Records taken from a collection
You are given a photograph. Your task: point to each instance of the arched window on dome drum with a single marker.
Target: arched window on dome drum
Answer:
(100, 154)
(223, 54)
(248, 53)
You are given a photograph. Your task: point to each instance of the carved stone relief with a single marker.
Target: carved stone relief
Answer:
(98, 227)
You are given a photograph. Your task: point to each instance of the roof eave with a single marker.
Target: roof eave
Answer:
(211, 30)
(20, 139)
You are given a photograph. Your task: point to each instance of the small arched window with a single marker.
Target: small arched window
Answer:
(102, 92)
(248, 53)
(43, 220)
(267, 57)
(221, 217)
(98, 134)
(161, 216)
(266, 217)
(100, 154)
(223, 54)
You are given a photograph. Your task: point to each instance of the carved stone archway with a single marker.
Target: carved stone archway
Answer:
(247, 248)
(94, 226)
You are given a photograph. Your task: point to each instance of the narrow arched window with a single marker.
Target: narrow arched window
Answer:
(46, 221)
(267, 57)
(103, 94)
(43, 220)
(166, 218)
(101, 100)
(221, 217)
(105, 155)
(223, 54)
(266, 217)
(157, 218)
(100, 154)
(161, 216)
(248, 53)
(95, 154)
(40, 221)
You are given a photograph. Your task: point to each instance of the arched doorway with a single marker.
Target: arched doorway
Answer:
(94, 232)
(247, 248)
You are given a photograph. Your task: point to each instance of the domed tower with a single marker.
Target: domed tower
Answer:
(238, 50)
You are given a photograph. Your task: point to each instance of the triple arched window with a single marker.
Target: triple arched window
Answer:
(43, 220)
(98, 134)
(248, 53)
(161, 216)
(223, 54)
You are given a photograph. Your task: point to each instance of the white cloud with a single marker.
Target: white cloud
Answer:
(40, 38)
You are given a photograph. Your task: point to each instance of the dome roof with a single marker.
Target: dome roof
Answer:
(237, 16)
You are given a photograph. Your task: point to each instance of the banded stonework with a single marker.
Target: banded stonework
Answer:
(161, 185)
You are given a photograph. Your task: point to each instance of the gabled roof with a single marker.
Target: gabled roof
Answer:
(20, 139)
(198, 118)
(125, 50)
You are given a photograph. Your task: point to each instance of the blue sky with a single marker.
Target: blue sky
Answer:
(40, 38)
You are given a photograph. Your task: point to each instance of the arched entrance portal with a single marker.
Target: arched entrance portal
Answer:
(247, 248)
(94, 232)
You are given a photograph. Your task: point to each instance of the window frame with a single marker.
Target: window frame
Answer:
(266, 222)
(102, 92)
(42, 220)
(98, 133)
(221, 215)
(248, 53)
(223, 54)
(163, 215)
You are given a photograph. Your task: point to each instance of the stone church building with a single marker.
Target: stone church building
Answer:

Task statement:
Transcribe all of the entries above, reproducing every line without changing a single character.

The solution:
You are given a photograph. Your task: point to each instance of the arched window on dome drum with a single marker.
Target: arched window on dome drum
Answer:
(100, 154)
(223, 54)
(248, 53)
You are given a photograph. Your task: point to each instance of the carved stone relief with a single marker.
Target: carved stone relief
Answer:
(98, 227)
You are given a photograph. Your task: point to each instance of the roof eave with a single marker.
Target: roof eave
Answer:
(211, 30)
(20, 139)
You are given a photograph. Your task: point to each instance of the small arched window with a single marker.
Target: small arched window
Answer:
(102, 92)
(248, 53)
(43, 220)
(267, 57)
(221, 217)
(98, 134)
(161, 216)
(266, 217)
(100, 154)
(223, 54)
You are given a photograph. Your task: point to each instance of the carved stone archway with a single marker.
Target: carved stone archway
Answer:
(247, 248)
(94, 226)
You are given a photograph. Your task: point to each instance of the narrow arched window with a single marker.
Target: narrow arched window
Answer:
(46, 221)
(267, 57)
(103, 94)
(43, 220)
(166, 218)
(101, 100)
(221, 217)
(105, 155)
(223, 54)
(266, 217)
(157, 218)
(100, 154)
(161, 216)
(248, 53)
(95, 154)
(40, 221)
You are given a photograph. Your task: point to each instance of the arched doorway with a single marker.
Target: arched doorway
Answer:
(94, 232)
(247, 248)
You are given a photograph. Your task: point to each instance of the domed tower with a single marker.
Target: domed tower
Answer:
(238, 50)
You are given a photograph. Your task: point to each instance of the triple arched window with a single marker.
Target: triple arched window
Answer:
(43, 220)
(98, 134)
(248, 53)
(161, 216)
(223, 54)
You are given a photograph. Your task: point to each instance of the white cloud with a single marker.
Target: white cloud
Answer:
(40, 38)
You are given a photograph. Your task: point to each instance of the dome roof with a single marker.
Target: dome roof
Answer:
(237, 16)
You are given a photograph. Your task: point to each instance of the banded stonework with a single marker.
Target: banded stonework
Answer:
(161, 185)
You are given a photograph. Your task: point to each instance of the gabled roof with a single marker.
Target: gabled roof
Answer:
(20, 139)
(198, 118)
(125, 50)
You are given a photograph. Your task: point to each instance of the blue sky with a single marker.
Target: blue sky
Answer:
(40, 38)
You are given a photograph. Your task: point to each instance of the arched entrance portal with a single marker.
Target: arched entrance portal
Answer:
(247, 248)
(94, 232)
You are given a photograph. Your task: point to each instance of the window frame with a single marker.
Target: window frame
Answer:
(266, 222)
(102, 92)
(42, 220)
(98, 133)
(221, 215)
(248, 53)
(223, 54)
(163, 215)
You are given a photograph. Your task: point to each instance of the stone church building with a single marker.
Target: stone church building
Answer:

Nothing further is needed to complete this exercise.